:: Page extract

Fire Officials, Residents Discuss Financial Future in Florida

One of the ways West Manatee Fire officials can get voters to support increasing district revenue is to stop throwing the phrase "tax increase" around, suggested a resident.

The idea was among several mentioned during a meeting with residents Tuesday evening on the district's financial future.

Officials said the meeting was a brainstorming session on how to rebuild the district's credibility after three failed attempts to raise property taxes last year.

"The whole purpose was to get some input about how people feel about us," said West Manatee fire Chief Kenneth Price.

It has been almost a year since voters shot down the district's last attempt to increase revenue with higher property taxes. The district said it needed the money to hire more firefighters to meet state standards.

Price cited the two-in, two-out rule as one of the more pressing reasons why the district needs more staff. The state requires four firefighters to be present at a burning structure to conduct an interior attack.

But the Manatee County Fire Chiefs Association in May suggested that the district can do without the additional money for at least four to six years.

For now, Price said the department is making do with what they have, but it would like to improve response times.

"The whole issue is adding firefighters," Price said. "That is to position ourselves to be able to handle any fluctuations."

About a dozen residents showed up for the meeting.

West Bradenton resident Dick Olson pointed out that the using the phrase "tax increase" was detrimental to the district's efforts to raise money.

::::
:: Information shown

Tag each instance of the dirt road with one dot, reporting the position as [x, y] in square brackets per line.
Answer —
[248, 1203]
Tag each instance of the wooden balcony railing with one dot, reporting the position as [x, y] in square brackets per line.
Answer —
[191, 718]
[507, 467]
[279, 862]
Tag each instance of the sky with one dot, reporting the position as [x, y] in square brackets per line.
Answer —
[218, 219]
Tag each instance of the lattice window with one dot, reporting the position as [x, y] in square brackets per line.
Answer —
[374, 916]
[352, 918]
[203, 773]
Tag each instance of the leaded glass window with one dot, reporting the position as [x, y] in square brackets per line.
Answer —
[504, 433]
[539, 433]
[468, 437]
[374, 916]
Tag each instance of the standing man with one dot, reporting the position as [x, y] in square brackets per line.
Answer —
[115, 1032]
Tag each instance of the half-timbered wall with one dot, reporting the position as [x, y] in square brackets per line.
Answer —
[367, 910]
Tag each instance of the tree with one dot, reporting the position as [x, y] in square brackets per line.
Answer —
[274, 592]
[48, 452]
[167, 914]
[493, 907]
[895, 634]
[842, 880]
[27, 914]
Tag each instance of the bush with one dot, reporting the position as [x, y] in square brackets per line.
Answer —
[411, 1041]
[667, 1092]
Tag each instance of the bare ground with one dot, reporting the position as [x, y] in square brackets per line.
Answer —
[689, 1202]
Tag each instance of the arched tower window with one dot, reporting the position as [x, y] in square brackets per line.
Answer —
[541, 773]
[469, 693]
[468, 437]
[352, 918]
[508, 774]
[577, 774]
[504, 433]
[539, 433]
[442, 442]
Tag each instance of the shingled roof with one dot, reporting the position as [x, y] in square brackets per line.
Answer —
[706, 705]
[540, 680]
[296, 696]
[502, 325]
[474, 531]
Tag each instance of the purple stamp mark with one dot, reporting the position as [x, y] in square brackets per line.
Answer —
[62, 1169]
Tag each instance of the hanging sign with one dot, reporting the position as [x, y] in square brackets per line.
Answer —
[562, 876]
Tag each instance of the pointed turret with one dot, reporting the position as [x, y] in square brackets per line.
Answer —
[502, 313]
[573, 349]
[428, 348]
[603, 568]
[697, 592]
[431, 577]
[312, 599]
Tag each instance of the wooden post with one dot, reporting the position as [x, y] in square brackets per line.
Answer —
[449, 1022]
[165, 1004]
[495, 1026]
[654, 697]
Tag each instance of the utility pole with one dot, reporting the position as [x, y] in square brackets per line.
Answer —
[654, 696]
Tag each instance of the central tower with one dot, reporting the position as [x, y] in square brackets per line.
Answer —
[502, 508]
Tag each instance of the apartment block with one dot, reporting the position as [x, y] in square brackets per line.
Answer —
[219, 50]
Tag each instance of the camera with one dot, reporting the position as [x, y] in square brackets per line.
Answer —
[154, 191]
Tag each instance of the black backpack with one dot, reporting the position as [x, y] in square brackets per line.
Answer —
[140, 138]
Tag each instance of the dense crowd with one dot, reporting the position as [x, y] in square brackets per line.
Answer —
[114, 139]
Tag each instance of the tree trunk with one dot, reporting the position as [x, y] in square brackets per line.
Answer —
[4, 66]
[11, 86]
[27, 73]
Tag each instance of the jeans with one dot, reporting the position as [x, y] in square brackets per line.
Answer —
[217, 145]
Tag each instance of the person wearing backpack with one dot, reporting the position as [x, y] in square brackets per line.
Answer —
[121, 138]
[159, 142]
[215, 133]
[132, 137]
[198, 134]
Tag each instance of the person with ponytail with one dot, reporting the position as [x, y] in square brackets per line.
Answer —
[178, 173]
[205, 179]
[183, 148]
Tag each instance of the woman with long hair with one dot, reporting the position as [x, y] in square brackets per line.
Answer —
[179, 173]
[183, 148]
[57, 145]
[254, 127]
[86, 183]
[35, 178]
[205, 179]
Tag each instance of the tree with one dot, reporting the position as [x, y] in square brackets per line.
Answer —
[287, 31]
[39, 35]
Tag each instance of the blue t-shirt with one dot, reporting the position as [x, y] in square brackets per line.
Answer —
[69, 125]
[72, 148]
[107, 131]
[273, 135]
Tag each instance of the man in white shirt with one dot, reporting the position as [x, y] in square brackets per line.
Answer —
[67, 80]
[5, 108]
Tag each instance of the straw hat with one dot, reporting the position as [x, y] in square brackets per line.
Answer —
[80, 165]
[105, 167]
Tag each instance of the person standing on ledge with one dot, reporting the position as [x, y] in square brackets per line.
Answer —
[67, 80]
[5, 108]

::::

* [Task requirements]
A: Answer these from the West Manatee Fire article:
(i) How many failed attempts to raise property taxes did the district make last year?
(ii) How many firefighters does the state require at a burning structure to conduct an interior attack?
(iii) About how many residents came to the meeting?
B: Can you carry on the West Manatee Fire article from its last sentence?

* [Numbered answers]
A:
(i) Three.
(ii) Four.
(iii) About a dozen.

B:
Bob Marshall, a Bradenton resident, suggested that the district look again at consolidating all the fire districts in the county so all would draw their income from the same tax base.

Some at the meeting said they would like to see more detailed budget information, including possible spending cuts, before the district again asks for a tax increase.

"The political landscape is different," Olson said. "Property taxes are increasing. . . . The political environment is up to its eyeball in taxes."

In other news, the district is receiving $282,568 from the U.S. Department of Homeland Security's 2004 Assistance to Firefighters Grant Program. Price said the department has leftover grant money from the fiscal 2004 year, and decided to award a portion of that to the West Manatee Fire District.

The fund is intended for new equipment, firefighter health and safety programs, enhanced emergency medical services programs, and to conduct fire education and prevention programs, according to a district statement.